Task requirements -> All of the records should be reproduced word for word, but no images may appear in the copy.

Region pointing data ->

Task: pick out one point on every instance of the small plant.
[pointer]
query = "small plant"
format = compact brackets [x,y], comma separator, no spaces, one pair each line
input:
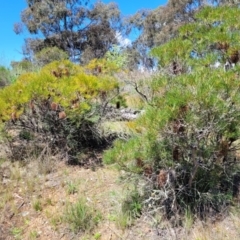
[33,235]
[131,209]
[37,205]
[72,188]
[97,236]
[80,216]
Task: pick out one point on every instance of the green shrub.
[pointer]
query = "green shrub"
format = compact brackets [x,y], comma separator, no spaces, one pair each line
[185,144]
[48,55]
[80,216]
[56,109]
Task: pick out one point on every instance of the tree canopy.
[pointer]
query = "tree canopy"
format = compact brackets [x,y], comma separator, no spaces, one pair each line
[83,31]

Reply ->
Task: pick out one point on every instance of the small plant.
[pointer]
query = "small plant"
format = compact brackets [x,y], comma separator, no spaces, one pair each line
input:
[33,235]
[131,209]
[37,205]
[72,188]
[97,236]
[80,216]
Task: pick out one point on every instance of the green shrub.
[pointer]
query = "green shrub"
format = compact brackets [x,y], comma separator, no spaces, one pair each line
[185,144]
[48,55]
[80,216]
[56,109]
Task: pick out one point on every instance of the tree canopy.
[pointer]
query = "tree canopy"
format = compact brackets [x,y], comma separator, no spaces, one pair each line
[83,31]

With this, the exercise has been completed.